* **YOUR GOAL**
Answer these questions using the article below on the Missouri ruling on damage caps.
1. By what vote did the Missouri Supreme Court decide Watts v. Lester E. Cox Medical Centers?
2. How much did the jury award in non-economic damages?
3. Which states' courts did the dissenting judges name as having upheld similar statutory caps?

* **PASSAGE FOR REVIEW**
- Opening Delimiter -
Until a few days ago in the state of Missouri, non-economic damages (pain and suffering) were capped at $350,000. That all changed recently when the Missouri Supreme Court declared the cap unconstitutional - changing the medical negligence landscape.

On July 31, 2012, the Missouri Supreme Court handed down its decision in Watts, et al. v. Lester E. Cox Medical Centers, et al., No. SC91867. In this important ruling, the Court overturned the non-economic statutory damages cap in medical negligence actions in a 4-3 decision. The Missouri non-economic damage cap limits a plaintiff's recovery of damages for items such as pain and suffering. For many years, this type of recovery was capped by statute so there could be no recovery greater than $350,000.00. A copy of the Court's opinion is here and a brief overview of the decision follows.

Plaintiff filed this medical malpractice action alleging that her son was born with disabling brain injuries due to negligent healthcare services provided by Defendants - Cox Medical Center and its associated physicians. The jury returned a verdict in favor of Plaintiff and awarded economic damages and $1.45 million in non-economic damages. The trial court entered a judgment reducing Plaintiff's non-economic damages to $350,000, as required by Missouri's statutory non-economic damages cap - § 538.210 RSMo.

The Supreme Court held that § 538.210 is unconstitutional to the extent it infringes on a jury's constitutionally-defined purpose of determining the amount of damages sustained by an injured party. In doing so, the Court overturned well-established, twenty-year-old precedent in Adams by and through Adams v. Children's Mercy Hosp., 832 S.W.2d 898, 907 (Mo.banc. 1992). The Court wrote that originally, before adoption of Missouri's state constitution, there was no common law limitation on a jury's ability to calculate damages. And when Article I, Section 22(a) of the Missouri Constitution was adopted almost 200 years ago, no limits existed on damage recovery. Consequently, any statutory scheme intended to limit a jury's ability to calculate damages, including a requirement that a trial court reduce them, violates a plaintiff's right to a trial by jury.

The language in the Missouri Constitution critical to the Court's holding was the "inviolate" right to a trial by jury in civil actions for personal injury. The Court emphasized that "the plaintiff has the full benefit of that right free from the reach of "hostile legislation" such as § 538.210 RSMo. The Court also noted that its decision finds support in the decisions of other states' courts - Washington, Oregon, Alabama, and Florida - that interpreted similar statutory cap language with respect to similar constitutional language.

The three dissenting judges were very critical of the majority for failing to respect stare decisis – i.e., the Court's "well-reasoned, long-standing precedent" in the Adams case. Like the majority, the dissenting justices identified state courts - Nebraska, Idaho, Ohio, and Maryland - that upheld similar statutory caps in the face of similar constitutional language.

Because of this new decision, non-economic damages are no longer statutorily capped in medical negligence matters in Missouri. But a recent opinion of the Court upheld statutory non-economic damages caps in wrongful death actions, which the Court reasoned are creatures of statute rather than common law. The immediate impact of the Watts decision likely will be to cause malpractice insurers and their insureds to be exposed to larger settlement demands, larger settlements, and larger actual verdicts.
- Closing Delimiter -
* **SUPPLIED RECORDS**
- Opening Delimiter -
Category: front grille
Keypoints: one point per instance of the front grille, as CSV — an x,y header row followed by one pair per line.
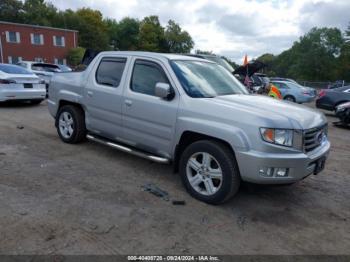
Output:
x,y
314,137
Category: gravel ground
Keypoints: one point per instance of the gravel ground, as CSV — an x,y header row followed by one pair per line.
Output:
x,y
57,198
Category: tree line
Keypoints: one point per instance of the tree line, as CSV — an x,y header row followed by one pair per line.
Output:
x,y
99,33
322,54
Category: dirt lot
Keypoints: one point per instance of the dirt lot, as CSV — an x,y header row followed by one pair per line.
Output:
x,y
87,199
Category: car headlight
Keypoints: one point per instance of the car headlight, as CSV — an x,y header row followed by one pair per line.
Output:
x,y
282,137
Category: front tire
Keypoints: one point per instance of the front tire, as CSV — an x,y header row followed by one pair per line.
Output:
x,y
209,172
70,124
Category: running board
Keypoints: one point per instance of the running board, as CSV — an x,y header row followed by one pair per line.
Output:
x,y
129,150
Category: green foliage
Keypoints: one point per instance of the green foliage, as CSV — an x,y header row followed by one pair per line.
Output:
x,y
92,30
319,55
178,41
98,33
197,51
232,63
11,10
152,35
128,31
75,55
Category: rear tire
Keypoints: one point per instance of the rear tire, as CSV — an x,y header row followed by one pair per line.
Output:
x,y
214,180
70,124
290,99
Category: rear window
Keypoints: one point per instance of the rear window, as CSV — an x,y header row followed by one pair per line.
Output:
x,y
13,69
110,71
45,67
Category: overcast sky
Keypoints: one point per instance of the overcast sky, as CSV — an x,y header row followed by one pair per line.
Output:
x,y
232,28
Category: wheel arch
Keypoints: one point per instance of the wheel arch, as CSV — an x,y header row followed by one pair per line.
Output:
x,y
188,137
64,102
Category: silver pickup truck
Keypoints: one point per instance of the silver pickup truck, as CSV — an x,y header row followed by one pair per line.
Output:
x,y
192,113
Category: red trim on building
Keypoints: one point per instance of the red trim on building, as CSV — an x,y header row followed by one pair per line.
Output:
x,y
26,50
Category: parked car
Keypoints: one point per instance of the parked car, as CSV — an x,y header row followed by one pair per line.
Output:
x,y
283,79
249,77
342,111
64,68
329,99
193,113
295,92
44,71
336,84
260,82
18,84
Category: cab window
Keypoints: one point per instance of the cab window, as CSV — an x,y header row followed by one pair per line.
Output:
x,y
145,76
110,71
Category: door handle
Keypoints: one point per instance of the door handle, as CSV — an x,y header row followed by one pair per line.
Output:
x,y
128,102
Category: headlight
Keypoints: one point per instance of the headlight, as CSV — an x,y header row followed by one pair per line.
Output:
x,y
283,137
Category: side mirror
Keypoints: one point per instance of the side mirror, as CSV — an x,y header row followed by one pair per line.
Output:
x,y
163,90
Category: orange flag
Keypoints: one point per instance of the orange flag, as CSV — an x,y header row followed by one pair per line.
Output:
x,y
245,60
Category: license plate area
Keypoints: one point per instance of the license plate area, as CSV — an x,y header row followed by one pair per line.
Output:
x,y
320,164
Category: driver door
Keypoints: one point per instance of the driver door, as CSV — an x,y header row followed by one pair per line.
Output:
x,y
149,121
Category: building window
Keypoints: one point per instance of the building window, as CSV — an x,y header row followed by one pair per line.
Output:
x,y
58,41
14,59
37,39
38,59
60,61
13,37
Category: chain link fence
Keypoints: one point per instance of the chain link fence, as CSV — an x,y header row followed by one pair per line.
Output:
x,y
322,85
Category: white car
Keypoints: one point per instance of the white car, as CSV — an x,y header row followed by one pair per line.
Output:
x,y
43,70
17,83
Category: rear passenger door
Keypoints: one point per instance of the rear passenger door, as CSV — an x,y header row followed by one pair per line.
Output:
x,y
103,94
149,121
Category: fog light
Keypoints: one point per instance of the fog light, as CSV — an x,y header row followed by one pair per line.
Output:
x,y
266,171
281,172
273,171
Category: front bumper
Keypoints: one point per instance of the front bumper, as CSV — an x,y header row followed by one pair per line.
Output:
x,y
25,94
305,99
300,165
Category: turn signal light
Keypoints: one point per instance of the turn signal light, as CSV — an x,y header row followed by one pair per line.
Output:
x,y
7,81
322,93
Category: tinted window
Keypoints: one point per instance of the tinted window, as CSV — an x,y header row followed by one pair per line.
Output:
x,y
13,69
145,76
45,67
205,79
342,89
110,71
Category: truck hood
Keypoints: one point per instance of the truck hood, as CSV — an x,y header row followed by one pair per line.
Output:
x,y
273,111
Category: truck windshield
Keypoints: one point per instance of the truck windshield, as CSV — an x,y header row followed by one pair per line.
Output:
x,y
204,79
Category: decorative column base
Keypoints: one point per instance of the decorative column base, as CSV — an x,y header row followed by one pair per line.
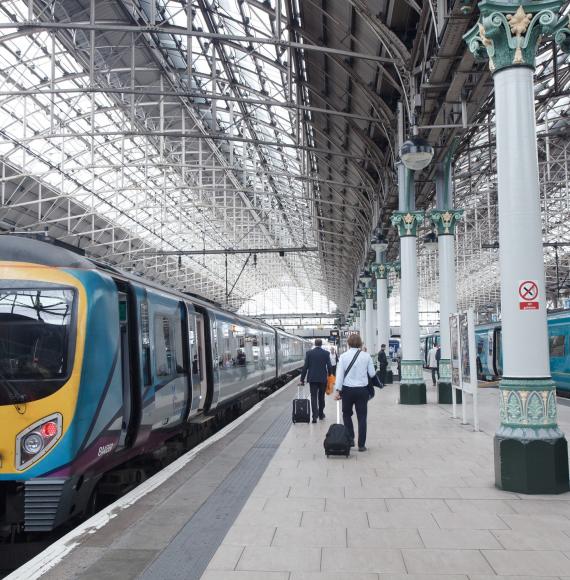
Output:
x,y
444,396
412,385
531,453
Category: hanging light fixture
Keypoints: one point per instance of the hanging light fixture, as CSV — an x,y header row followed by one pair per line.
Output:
x,y
416,153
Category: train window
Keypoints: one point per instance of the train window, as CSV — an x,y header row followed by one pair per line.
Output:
x,y
145,335
556,345
36,329
163,347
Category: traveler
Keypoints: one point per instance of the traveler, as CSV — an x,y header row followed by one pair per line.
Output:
x,y
382,364
334,360
316,369
432,362
352,387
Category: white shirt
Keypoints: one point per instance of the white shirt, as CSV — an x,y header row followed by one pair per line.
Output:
x,y
359,373
432,360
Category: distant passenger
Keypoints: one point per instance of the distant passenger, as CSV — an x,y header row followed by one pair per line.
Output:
x,y
317,367
432,363
382,363
352,387
334,360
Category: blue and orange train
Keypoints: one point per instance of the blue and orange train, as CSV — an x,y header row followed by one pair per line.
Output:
x,y
98,367
489,343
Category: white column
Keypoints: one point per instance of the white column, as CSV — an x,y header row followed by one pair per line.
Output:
x,y
370,326
383,312
410,326
362,315
525,336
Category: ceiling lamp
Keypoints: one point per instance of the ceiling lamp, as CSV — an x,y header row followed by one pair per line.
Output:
x,y
416,153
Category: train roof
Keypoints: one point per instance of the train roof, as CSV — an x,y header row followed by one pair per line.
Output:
x,y
49,252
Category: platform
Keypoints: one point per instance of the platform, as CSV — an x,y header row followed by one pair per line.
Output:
x,y
264,503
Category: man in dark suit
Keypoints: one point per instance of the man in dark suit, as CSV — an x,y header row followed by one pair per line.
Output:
x,y
382,364
317,367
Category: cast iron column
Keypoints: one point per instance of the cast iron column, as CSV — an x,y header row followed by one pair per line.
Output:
x,y
531,453
444,219
412,385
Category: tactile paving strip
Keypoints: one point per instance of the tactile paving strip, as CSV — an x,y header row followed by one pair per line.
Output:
x,y
189,554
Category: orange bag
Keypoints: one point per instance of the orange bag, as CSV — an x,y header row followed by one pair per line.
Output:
x,y
331,380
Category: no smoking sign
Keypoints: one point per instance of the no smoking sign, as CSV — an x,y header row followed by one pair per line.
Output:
x,y
528,295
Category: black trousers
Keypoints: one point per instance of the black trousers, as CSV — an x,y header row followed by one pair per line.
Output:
x,y
434,371
355,397
318,399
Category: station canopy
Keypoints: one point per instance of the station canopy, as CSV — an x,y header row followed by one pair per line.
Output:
x,y
235,148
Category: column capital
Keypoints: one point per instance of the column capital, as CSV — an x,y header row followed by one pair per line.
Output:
x,y
407,222
380,270
508,33
445,220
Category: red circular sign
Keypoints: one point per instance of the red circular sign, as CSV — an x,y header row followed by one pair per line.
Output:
x,y
528,290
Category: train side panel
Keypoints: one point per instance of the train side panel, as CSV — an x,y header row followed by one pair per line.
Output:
x,y
559,348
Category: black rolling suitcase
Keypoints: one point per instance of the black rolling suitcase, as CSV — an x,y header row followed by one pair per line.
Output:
x,y
337,440
301,408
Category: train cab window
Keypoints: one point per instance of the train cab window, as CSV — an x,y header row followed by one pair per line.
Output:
x,y
556,345
36,331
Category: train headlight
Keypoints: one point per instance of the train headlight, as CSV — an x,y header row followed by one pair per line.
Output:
x,y
37,439
33,443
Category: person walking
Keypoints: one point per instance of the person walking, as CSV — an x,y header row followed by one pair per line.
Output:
x,y
382,363
334,360
353,371
316,369
432,363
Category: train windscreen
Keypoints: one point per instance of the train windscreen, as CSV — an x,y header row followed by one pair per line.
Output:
x,y
35,332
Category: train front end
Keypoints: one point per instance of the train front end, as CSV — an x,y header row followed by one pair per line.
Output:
x,y
42,339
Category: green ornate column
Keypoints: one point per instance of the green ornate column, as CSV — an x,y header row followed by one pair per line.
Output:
x,y
445,221
412,385
531,454
382,309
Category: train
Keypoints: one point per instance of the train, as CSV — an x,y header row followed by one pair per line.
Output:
x,y
489,344
99,368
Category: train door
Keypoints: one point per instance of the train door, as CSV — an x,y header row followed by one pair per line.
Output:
x,y
196,339
129,377
498,353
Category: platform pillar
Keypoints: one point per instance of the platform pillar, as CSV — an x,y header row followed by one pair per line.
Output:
x,y
382,305
362,318
444,218
412,385
531,454
370,321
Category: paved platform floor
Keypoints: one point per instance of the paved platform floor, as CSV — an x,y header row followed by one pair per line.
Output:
x,y
264,503
420,504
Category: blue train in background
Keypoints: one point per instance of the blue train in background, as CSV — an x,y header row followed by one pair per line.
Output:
x,y
488,339
104,372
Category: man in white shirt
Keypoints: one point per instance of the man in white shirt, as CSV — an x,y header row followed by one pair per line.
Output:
x,y
432,362
352,386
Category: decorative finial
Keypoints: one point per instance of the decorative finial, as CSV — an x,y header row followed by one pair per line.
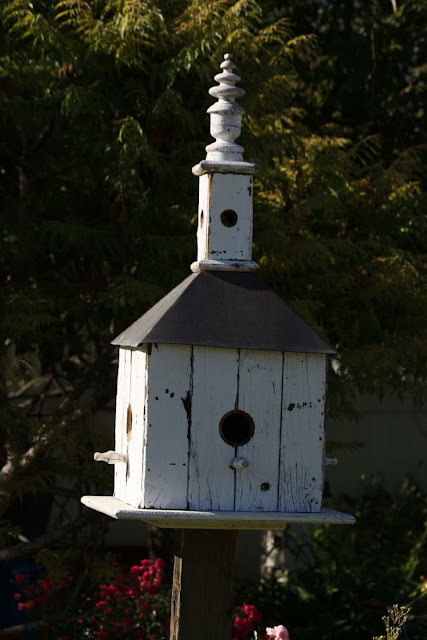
- Closing Delimiter -
* **ANSWER BOX**
1. 4-3
2. $1.45 million
3. Nebraska, Idaho, Ohio, and Maryland